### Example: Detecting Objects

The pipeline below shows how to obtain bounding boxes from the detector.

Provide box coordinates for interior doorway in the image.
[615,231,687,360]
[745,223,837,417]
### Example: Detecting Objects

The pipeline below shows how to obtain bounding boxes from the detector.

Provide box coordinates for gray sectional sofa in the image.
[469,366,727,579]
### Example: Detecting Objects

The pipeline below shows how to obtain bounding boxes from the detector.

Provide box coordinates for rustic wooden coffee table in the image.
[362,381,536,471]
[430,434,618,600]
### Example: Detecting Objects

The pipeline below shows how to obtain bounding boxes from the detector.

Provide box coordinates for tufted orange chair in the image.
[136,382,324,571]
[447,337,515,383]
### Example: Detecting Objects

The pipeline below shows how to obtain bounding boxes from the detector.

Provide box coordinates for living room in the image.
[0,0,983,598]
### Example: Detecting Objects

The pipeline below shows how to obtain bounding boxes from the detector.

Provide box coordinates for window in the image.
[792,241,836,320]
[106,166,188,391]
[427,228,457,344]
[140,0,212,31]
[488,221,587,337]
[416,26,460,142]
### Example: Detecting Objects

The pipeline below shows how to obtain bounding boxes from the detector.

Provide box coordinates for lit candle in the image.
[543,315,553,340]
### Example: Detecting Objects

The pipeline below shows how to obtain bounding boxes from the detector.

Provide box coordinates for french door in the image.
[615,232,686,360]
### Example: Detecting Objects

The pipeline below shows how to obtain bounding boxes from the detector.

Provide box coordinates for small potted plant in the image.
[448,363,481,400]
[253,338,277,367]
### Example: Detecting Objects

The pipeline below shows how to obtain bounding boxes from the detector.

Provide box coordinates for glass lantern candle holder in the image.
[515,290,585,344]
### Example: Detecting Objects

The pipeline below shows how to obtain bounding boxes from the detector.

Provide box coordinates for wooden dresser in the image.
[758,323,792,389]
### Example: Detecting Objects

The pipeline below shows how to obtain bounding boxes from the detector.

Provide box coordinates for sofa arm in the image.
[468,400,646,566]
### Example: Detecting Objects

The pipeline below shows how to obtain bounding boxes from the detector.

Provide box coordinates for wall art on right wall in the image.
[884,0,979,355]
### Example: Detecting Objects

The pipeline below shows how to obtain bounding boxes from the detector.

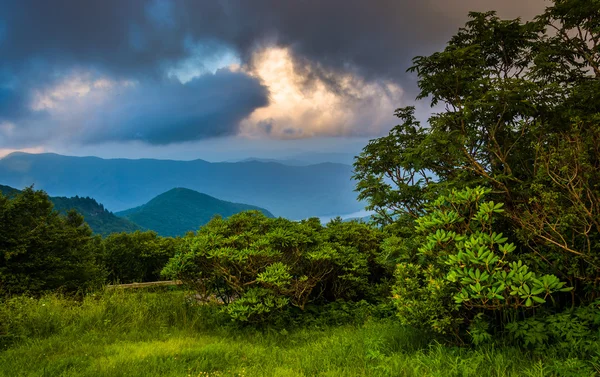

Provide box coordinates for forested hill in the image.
[0,153,364,219]
[0,185,141,236]
[116,188,273,236]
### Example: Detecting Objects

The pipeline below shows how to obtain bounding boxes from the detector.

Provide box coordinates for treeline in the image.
[0,188,179,295]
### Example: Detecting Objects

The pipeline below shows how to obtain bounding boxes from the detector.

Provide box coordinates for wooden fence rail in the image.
[106,280,183,289]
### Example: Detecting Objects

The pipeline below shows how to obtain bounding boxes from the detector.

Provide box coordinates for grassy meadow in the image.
[0,289,599,377]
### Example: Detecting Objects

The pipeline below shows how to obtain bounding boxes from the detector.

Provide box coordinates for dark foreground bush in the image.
[164,211,391,323]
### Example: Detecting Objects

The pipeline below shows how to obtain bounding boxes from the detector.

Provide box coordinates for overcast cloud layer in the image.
[0,0,544,153]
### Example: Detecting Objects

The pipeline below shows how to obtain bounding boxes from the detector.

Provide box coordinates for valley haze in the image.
[0,152,364,219]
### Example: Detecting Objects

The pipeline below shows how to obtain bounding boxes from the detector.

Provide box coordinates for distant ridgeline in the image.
[0,185,142,236]
[0,185,274,237]
[0,152,365,219]
[116,188,274,236]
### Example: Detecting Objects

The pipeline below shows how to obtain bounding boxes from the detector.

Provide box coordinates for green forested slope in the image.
[117,188,273,236]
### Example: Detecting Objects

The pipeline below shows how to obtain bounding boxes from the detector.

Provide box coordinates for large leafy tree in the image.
[0,188,104,294]
[355,0,600,300]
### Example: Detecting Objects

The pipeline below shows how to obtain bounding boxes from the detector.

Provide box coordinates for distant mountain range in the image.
[0,185,273,237]
[228,153,354,166]
[0,152,363,220]
[116,188,273,236]
[0,185,141,236]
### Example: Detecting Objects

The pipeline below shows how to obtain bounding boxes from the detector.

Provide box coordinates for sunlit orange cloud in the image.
[240,47,403,139]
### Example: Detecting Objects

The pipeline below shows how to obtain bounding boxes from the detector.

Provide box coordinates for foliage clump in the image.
[0,188,105,295]
[164,211,390,323]
[354,0,600,343]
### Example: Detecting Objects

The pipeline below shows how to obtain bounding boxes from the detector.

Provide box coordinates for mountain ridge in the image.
[115,187,274,237]
[0,152,364,218]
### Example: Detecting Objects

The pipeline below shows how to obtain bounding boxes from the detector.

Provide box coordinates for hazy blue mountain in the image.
[117,188,273,236]
[0,185,141,236]
[0,153,363,219]
[229,152,354,166]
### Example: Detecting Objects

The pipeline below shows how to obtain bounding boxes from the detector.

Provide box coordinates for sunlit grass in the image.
[0,291,595,376]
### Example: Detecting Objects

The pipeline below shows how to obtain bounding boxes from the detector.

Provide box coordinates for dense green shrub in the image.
[103,231,179,283]
[394,187,572,343]
[0,188,105,294]
[164,211,390,323]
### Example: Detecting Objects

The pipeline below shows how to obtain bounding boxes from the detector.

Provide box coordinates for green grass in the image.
[0,291,595,377]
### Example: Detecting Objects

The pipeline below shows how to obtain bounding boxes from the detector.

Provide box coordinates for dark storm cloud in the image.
[0,0,543,147]
[83,69,267,144]
[0,0,543,83]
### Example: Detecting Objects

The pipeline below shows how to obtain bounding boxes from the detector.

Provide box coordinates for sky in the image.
[0,0,549,161]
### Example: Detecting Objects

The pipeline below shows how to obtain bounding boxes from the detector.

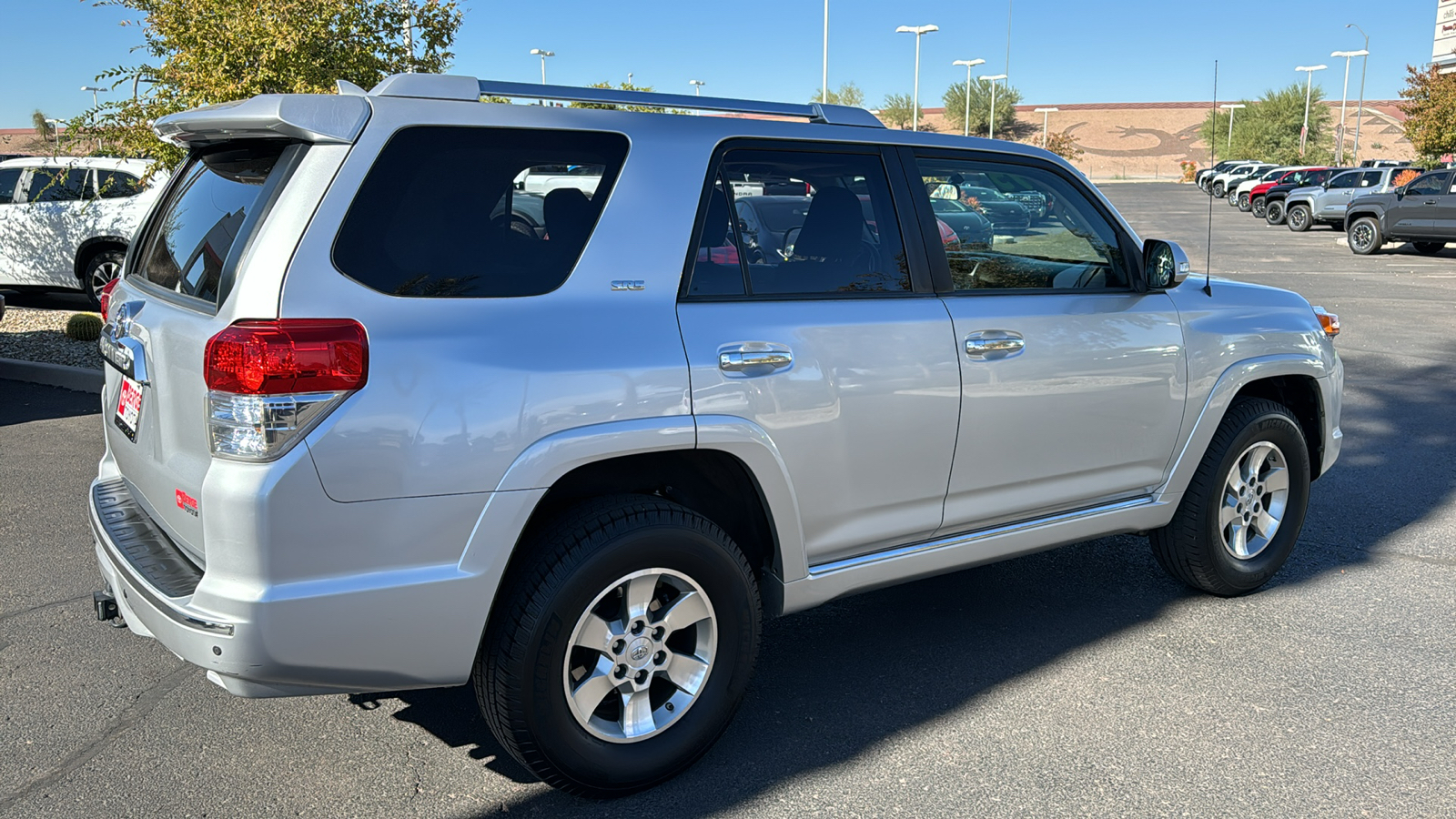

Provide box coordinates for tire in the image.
[82,249,126,312]
[1150,398,1309,598]
[1284,204,1315,233]
[471,495,760,797]
[1345,216,1385,257]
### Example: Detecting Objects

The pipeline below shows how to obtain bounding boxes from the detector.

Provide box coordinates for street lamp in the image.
[1294,66,1330,156]
[895,26,941,131]
[976,75,1006,140]
[1032,106,1061,148]
[1218,102,1243,150]
[951,60,986,137]
[1345,24,1370,165]
[1330,51,1370,165]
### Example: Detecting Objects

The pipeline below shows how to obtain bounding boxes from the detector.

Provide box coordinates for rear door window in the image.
[333,126,628,298]
[131,141,287,305]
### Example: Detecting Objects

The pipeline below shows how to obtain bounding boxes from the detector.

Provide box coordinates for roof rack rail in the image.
[369,75,885,128]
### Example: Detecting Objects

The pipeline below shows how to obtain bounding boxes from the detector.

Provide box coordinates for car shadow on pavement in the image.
[352,343,1456,816]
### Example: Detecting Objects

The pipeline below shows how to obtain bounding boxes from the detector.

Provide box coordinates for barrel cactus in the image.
[66,313,100,341]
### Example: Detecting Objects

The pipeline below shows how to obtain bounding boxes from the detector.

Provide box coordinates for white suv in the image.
[0,156,165,303]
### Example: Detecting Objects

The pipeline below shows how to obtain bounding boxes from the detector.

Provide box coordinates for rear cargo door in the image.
[102,140,304,562]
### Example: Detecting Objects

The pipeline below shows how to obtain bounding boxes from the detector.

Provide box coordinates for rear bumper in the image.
[87,466,495,696]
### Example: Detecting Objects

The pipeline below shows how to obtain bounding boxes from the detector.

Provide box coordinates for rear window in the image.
[333,126,628,298]
[131,141,287,305]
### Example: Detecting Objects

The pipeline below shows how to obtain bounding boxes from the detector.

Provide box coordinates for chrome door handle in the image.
[718,349,794,373]
[966,331,1026,360]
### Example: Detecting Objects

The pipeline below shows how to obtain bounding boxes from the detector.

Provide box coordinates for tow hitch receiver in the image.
[92,592,121,622]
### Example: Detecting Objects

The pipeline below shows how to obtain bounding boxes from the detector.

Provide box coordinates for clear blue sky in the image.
[0,0,1436,126]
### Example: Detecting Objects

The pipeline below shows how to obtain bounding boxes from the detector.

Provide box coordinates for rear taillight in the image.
[96,278,121,320]
[202,319,369,460]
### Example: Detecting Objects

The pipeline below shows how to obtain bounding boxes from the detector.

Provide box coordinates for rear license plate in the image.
[115,376,141,443]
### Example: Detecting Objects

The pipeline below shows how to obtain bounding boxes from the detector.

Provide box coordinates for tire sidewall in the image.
[1198,410,1309,592]
[521,515,757,793]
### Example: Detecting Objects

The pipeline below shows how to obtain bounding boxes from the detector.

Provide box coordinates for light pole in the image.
[1294,66,1330,156]
[1330,51,1370,165]
[820,0,828,105]
[976,75,1006,140]
[1218,102,1243,150]
[895,26,941,131]
[1345,24,1370,165]
[951,60,986,137]
[1034,108,1061,150]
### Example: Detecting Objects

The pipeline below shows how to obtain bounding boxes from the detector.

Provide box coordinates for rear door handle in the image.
[718,344,794,376]
[966,329,1026,361]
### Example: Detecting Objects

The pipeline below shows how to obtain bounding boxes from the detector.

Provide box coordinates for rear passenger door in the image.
[905,152,1187,535]
[679,141,959,565]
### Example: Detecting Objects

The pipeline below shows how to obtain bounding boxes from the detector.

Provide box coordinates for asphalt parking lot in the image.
[0,184,1456,819]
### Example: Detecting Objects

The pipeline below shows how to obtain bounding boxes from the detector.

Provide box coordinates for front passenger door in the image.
[913,152,1185,535]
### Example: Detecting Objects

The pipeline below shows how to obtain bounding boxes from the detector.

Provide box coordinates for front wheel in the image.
[1150,398,1309,598]
[1284,204,1315,233]
[1345,216,1383,257]
[473,495,760,797]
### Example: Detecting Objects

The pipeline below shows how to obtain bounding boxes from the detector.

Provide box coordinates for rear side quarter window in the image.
[333,126,628,298]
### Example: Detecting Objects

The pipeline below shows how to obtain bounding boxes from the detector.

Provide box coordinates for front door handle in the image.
[718,346,794,376]
[966,329,1026,361]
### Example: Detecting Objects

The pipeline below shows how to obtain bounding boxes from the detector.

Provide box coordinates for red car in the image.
[1249,167,1328,218]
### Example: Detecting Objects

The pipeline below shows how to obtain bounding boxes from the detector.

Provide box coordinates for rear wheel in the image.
[1345,216,1383,257]
[1284,204,1315,233]
[473,495,760,797]
[1152,398,1309,598]
[83,249,126,312]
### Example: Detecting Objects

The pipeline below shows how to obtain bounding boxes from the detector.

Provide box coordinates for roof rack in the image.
[369,75,885,128]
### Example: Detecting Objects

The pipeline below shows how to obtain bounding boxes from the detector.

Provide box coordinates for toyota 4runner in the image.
[89,75,1342,795]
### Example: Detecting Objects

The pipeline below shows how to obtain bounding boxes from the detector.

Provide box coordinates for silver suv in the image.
[90,75,1342,795]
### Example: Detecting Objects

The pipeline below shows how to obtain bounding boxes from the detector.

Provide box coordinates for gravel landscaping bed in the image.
[0,308,102,370]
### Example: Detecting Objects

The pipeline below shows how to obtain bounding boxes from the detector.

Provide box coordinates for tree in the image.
[1199,82,1335,165]
[879,93,935,131]
[810,83,864,108]
[66,0,461,165]
[941,80,1019,136]
[1391,66,1456,167]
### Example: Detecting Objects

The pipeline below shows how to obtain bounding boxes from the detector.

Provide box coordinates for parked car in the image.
[1284,167,1408,233]
[89,75,1344,795]
[1208,162,1274,199]
[0,156,166,305]
[1264,167,1350,225]
[1344,170,1456,255]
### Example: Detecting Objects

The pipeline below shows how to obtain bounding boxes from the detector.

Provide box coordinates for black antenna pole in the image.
[1203,60,1218,298]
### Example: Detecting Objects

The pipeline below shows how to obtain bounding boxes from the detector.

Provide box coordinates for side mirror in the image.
[1143,239,1192,290]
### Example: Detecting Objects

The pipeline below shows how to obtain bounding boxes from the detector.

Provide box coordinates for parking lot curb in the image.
[0,359,106,395]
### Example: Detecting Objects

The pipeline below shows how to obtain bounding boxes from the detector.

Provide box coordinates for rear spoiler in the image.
[151,93,369,147]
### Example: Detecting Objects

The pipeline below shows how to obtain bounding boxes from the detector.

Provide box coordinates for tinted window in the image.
[917,157,1128,291]
[333,126,628,298]
[25,167,90,203]
[133,145,284,303]
[1405,172,1449,197]
[689,150,910,296]
[0,167,24,204]
[96,170,141,199]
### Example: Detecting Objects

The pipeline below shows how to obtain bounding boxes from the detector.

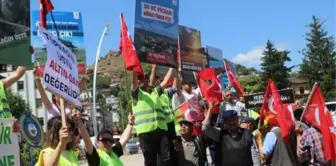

» **INSTRUCTION**: Copy out the rows above word for word, from the start of the rows through the line that contains "[430,434,618,600]", including both ends.

» **WORKED ANSWER**:
### Example: Detecting Objects

The pipeline below shows how to obtain bounding boxes from the detector.

Provide box coordinates for interior doorway in the image.
[615,231,687,360]
[745,223,837,417]
### Example: Detecting Objects

The pipeline below shows how to obtain bounding boxes from the detector.

Provide box coordinates for gray sectional sofa in the image.
[469,366,727,579]
### Example: Detecting Objects

The pipeline below shows how to obtain bounding boxes from the detector.

Provide box coordinates for rustic wooden coffee table in the image.
[362,381,536,471]
[430,434,618,600]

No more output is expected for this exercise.